EXERCISE OBJECTIVE — Copy the lines below, keeping every word, number, and punctuation mark unchanged.

[START INPUT]

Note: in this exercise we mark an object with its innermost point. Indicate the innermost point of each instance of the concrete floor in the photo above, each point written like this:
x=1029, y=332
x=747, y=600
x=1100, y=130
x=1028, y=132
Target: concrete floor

[END INPUT]

SOLUTION FOR THIS EXERCISE —
Note: in this exercise we mark an object with its innermost point. Indicate the innermost point of each instance of the concrete floor in the photo above, each point written like this:
x=1029, y=332
x=747, y=600
x=1100, y=130
x=1028, y=132
Target: concrete floor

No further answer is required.